▶ **TASK REQUIREMENTS**: Copy every item below verbatim, line for line, without changing any wording or punctuation.

[start]

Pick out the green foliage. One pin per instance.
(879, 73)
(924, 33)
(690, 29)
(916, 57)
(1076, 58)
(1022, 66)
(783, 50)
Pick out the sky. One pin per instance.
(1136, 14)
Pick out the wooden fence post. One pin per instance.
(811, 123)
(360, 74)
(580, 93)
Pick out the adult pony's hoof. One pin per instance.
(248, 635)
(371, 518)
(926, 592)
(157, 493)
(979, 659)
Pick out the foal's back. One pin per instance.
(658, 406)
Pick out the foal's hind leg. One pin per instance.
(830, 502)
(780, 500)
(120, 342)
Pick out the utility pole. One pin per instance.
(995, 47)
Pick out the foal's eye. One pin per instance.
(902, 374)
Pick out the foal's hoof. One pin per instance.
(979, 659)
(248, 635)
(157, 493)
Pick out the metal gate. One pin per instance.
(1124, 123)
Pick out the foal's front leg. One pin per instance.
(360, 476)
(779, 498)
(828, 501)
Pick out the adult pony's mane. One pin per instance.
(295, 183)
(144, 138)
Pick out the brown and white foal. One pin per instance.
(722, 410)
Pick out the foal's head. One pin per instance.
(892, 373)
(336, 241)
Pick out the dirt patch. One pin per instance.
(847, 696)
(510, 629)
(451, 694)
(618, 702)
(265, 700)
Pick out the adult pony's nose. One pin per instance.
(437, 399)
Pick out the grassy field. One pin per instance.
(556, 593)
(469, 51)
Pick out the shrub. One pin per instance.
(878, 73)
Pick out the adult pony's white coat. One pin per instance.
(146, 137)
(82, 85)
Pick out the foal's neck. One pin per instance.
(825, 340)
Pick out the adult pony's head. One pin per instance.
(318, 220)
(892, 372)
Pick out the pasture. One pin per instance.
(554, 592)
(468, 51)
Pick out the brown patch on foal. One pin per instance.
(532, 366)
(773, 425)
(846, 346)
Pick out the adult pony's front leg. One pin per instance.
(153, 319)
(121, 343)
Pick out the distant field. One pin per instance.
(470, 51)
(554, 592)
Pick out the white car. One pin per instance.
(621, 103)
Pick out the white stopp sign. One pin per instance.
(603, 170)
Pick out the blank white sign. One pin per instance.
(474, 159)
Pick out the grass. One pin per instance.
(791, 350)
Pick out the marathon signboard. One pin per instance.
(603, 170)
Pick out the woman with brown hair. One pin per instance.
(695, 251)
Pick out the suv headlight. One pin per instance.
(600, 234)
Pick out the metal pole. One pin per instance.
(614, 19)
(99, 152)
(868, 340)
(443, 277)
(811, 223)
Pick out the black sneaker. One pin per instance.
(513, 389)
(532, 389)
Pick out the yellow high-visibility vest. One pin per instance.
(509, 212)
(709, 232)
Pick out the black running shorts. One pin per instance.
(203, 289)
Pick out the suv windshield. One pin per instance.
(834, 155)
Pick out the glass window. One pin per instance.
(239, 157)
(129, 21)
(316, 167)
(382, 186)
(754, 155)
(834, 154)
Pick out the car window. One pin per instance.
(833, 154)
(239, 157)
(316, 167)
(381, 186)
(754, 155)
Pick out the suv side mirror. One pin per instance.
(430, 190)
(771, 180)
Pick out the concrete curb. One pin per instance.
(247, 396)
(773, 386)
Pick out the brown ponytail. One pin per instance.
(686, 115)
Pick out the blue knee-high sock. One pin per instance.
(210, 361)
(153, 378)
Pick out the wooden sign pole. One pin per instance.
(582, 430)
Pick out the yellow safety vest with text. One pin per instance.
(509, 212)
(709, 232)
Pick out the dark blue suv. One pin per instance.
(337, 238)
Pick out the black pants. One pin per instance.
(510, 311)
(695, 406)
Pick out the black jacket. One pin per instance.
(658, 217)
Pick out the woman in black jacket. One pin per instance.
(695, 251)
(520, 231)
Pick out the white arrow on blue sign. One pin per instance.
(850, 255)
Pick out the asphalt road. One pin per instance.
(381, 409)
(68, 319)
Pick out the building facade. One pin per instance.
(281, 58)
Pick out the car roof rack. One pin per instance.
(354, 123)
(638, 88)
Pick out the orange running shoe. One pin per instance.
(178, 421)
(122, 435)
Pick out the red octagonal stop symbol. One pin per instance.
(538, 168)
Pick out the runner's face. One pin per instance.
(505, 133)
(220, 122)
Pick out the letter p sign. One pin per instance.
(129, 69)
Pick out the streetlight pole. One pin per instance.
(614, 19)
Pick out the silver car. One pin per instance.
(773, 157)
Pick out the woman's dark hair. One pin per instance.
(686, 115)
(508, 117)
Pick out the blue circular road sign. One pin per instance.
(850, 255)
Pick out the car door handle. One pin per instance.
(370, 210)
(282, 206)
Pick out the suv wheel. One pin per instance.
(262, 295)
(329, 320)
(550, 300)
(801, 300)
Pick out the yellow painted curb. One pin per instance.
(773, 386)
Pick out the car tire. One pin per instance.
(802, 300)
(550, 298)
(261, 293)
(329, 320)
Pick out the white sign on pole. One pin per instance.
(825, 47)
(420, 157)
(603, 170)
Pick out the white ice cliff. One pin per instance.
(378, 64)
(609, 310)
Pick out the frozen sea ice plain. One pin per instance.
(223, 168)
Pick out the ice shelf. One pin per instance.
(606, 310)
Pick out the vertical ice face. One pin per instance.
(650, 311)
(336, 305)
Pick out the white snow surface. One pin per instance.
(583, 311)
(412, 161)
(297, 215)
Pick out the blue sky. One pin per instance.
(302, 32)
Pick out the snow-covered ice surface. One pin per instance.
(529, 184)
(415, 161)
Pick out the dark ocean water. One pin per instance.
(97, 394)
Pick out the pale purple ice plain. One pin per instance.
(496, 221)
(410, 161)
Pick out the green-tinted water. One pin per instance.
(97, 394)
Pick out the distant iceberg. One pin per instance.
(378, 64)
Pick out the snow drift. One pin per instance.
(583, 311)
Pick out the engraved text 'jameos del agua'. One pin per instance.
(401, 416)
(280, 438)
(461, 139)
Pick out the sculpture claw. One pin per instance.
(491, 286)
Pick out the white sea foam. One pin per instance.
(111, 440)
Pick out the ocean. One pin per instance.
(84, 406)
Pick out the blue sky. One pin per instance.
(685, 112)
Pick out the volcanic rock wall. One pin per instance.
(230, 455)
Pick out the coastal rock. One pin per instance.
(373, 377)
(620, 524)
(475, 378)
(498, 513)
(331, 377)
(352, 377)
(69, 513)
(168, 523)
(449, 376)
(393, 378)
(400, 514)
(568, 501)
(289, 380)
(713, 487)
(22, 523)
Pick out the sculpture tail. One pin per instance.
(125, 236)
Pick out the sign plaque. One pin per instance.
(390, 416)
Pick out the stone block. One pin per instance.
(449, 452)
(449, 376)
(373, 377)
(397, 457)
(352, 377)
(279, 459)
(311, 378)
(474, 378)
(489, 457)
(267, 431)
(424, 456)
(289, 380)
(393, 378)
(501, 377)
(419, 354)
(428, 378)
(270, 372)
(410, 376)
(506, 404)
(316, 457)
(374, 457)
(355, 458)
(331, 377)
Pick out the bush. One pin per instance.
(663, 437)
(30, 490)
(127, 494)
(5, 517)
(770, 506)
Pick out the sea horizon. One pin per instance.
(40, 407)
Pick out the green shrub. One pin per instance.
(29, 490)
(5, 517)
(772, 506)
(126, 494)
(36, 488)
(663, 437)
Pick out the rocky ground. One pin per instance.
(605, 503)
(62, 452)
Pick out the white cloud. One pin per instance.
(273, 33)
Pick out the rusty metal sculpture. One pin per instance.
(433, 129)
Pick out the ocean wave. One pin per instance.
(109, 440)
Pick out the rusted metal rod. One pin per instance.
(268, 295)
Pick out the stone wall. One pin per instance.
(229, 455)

[end]

▶ **EXPECTED ANSWER**:
Pick out the green foliage. One pin per instance.
(879, 73)
(924, 33)
(690, 29)
(916, 57)
(1076, 58)
(1022, 66)
(783, 50)
Pick out the sky. One pin per instance.
(1136, 14)
Pick out the wooden fence post. One pin per instance.
(811, 123)
(360, 74)
(580, 93)
Pick out the adult pony's hoof. One pin per instance.
(248, 635)
(371, 518)
(926, 592)
(157, 493)
(979, 659)
Pick out the foal's back. One pin per instance.
(658, 406)
Pick out the foal's hind leg. One pin per instance.
(830, 502)
(780, 500)
(120, 342)
Pick out the utility pole. One pin per instance.
(995, 47)
Pick out the foal's eye. One pin per instance.
(902, 374)
Pick out the foal's hoof. One pin per instance.
(979, 659)
(248, 635)
(157, 493)
Pick out the metal gate. One pin per instance.
(1124, 123)
Pick out the foal's front leg. One pin per instance.
(360, 476)
(779, 498)
(828, 501)
Pick out the adult pony's mane. One pin per instance.
(295, 183)
(144, 138)
Pick out the brown and white foal. One pin per instance.
(722, 410)
Pick out the foal's head. One pin per instance.
(892, 373)
(336, 241)
Pick out the dirt patch. One pin per instance.
(847, 696)
(510, 629)
(451, 694)
(618, 702)
(265, 700)
Pick out the adult pony's nose. One pin per instance.
(437, 399)
Pick out the grassy field. One pin per instance.
(556, 593)
(469, 51)
Pick out the shrub. One pin per instance.
(878, 73)
Pick out the adult pony's white coat. One pin per instance.
(146, 137)
(82, 85)
Pick out the foal's neck. One pin per instance.
(825, 340)
Pick out the adult pony's head. One pin per instance.
(318, 220)
(892, 372)
Pick out the pasture. One pin per instance.
(554, 592)
(468, 51)
Pick out the brown patch on foal. One pin per instance.
(532, 366)
(773, 425)
(846, 346)
Pick out the adult pony's front leg. One pin per instance.
(153, 319)
(121, 343)
Pick out the distant field. One pin per instance.
(470, 51)
(554, 592)
Pick out the white car. One pin per instance.
(621, 103)
Pick out the white stopp sign. One pin per instance.
(603, 170)
Pick out the blank white sign. One pin per instance.
(474, 159)
Pick out the grass. One pin per instance.
(791, 350)
Pick out the marathon signboard. One pin per instance.
(603, 170)
Pick out the woman with brown hair. One pin per instance.
(695, 251)
Pick out the suv headlight. One pin per instance.
(600, 234)
Pick out the metal pole. One pin per instance.
(614, 19)
(99, 152)
(868, 340)
(443, 277)
(811, 223)
Pick out the black sneaker. One pin per instance.
(513, 389)
(532, 389)
Pick out the yellow high-visibility vest. One pin per instance.
(509, 212)
(709, 232)
Pick out the black running shorts. One pin per instance.
(203, 289)
Pick out the suv windshield. One pin per instance.
(834, 155)
Pick out the glass window. One pin per instance.
(239, 157)
(129, 21)
(316, 167)
(382, 186)
(754, 155)
(834, 154)
Pick out the car window. One pin per instance.
(833, 154)
(239, 157)
(316, 167)
(381, 186)
(754, 155)
Pick out the suv side mirror. One pin per instance.
(430, 190)
(771, 180)
Pick out the concrete curb. One pin per instance.
(247, 396)
(773, 386)
Pick out the brown ponytail. One pin per instance.
(686, 115)
Pick out the blue knee-high sock. One pin per instance.
(210, 361)
(153, 378)
Pick out the wooden sign pole. One pin per instance.
(582, 430)
Pick out the yellow safety vest with text. One pin per instance.
(509, 212)
(709, 232)
Pick out the dark blue suv. One pin per instance.
(337, 238)
Pick out the black pants. One pin per instance.
(510, 311)
(695, 406)
Pick out the black jacket. One pin per instance.
(658, 217)
Pick out the woman in black jacket. One pin per instance.
(695, 251)
(520, 231)
Pick out the white arrow on blue sign. One pin per instance.
(850, 255)
Pick out the asphalt road. One pin per instance.
(381, 409)
(68, 319)
Pick out the building facade. One pin per instance.
(281, 58)
Pick out the car roof rack. One pin per instance.
(354, 123)
(638, 88)
Pick out the orange running shoe. One pin per instance.
(178, 421)
(122, 435)
Pick out the red octagonal stop symbol. One pin per instance.
(538, 168)
Pick out the runner's face. One pin per instance.
(505, 133)
(220, 122)
Pick out the letter p sign. One pin per instance.
(129, 69)
Pick out the streetlight pole. One pin per instance.
(614, 19)
Pick out the silver car. One pin per instance.
(773, 157)
Pick out the woman's dark hair. One pin per instance.
(686, 115)
(508, 117)
Pick out the blue circular road sign. One pin per instance.
(850, 255)
Pick out the car door handle. One pin per instance.
(370, 210)
(282, 206)
Pick out the suv wheel. One pin per instance.
(262, 295)
(329, 320)
(550, 300)
(801, 300)
Pick out the yellow painted curb. One pin per instance.
(773, 386)
Pick out the car tire. One pin per instance.
(802, 300)
(550, 298)
(261, 293)
(329, 320)
Pick out the white sign on pole. One pin per instance.
(825, 47)
(420, 157)
(603, 170)
Pick out the white ice cliff. One pin per instance.
(378, 64)
(609, 310)
Pick out the frozen sea ice plain. One pin per instance.
(223, 168)
Pick out the ice shelf. One pin per instance.
(606, 310)
Pick out the vertical ice face. One pin per instance.
(650, 311)
(336, 305)
Pick out the white snow surface. One pin per instance.
(583, 311)
(412, 161)
(297, 215)
Pick out the blue sky. One pin per instance.
(302, 32)
Pick out the snow-covered ice surface. One pin per instance.
(529, 184)
(415, 161)
Pick out the dark ocean water. One pin per instance.
(97, 394)
Pick out the pale purple ice plain. One pin per instance.
(496, 221)
(410, 161)
Pick out the green-tinted water. One pin per instance.
(97, 394)
Pick out the distant iceberg. One pin per instance.
(378, 64)
Pick out the snow drift. One pin per instance.
(583, 311)
Pick out the engraved text 'jameos del agua'. One pin per instance.
(401, 416)
(280, 438)
(461, 139)
Pick out the sculpture claw. One pin per instance.
(491, 286)
Pick out the white sea foam. One pin per instance.
(111, 440)
Pick out the ocean. One pin per instance.
(84, 406)
Pick out the blue sky. One pin per instance.
(685, 112)
Pick out the volcanic rock wall. One pin per instance.
(230, 455)
Pick out the coastal rock. One pin per instance.
(373, 377)
(620, 524)
(475, 378)
(498, 513)
(331, 377)
(352, 377)
(69, 513)
(168, 523)
(449, 376)
(393, 378)
(400, 514)
(568, 501)
(289, 380)
(713, 487)
(22, 523)
Pick out the sculpture tail. One pin per instance.
(125, 236)
Pick out the sign plaque. One pin per instance.
(390, 416)
Pick out the stone block. One pin per instance.
(449, 452)
(449, 376)
(373, 377)
(397, 457)
(352, 377)
(279, 459)
(311, 378)
(474, 378)
(489, 457)
(267, 431)
(424, 456)
(289, 380)
(393, 378)
(501, 377)
(419, 354)
(428, 378)
(270, 372)
(410, 376)
(506, 404)
(316, 457)
(374, 457)
(355, 458)
(331, 377)
Pick out the bush. One pin per instance.
(663, 437)
(30, 490)
(127, 494)
(5, 517)
(770, 506)
Pick out the sea horizon. One pin per instance.
(40, 407)
Pick out the green shrub. One pin per instance.
(29, 490)
(5, 517)
(772, 506)
(126, 494)
(36, 488)
(663, 437)
Pick out the rocky ground. One pin per instance.
(605, 503)
(62, 452)
Pick out the white cloud. One pin per instance.
(273, 33)
Pick out the rusty metal sculpture. One pin per instance.
(433, 129)
Pick out the ocean wave. One pin per instance.
(109, 440)
Pick out the rusted metal rod. One pin per instance.
(268, 295)
Pick out the stone wall. One pin per instance.
(229, 455)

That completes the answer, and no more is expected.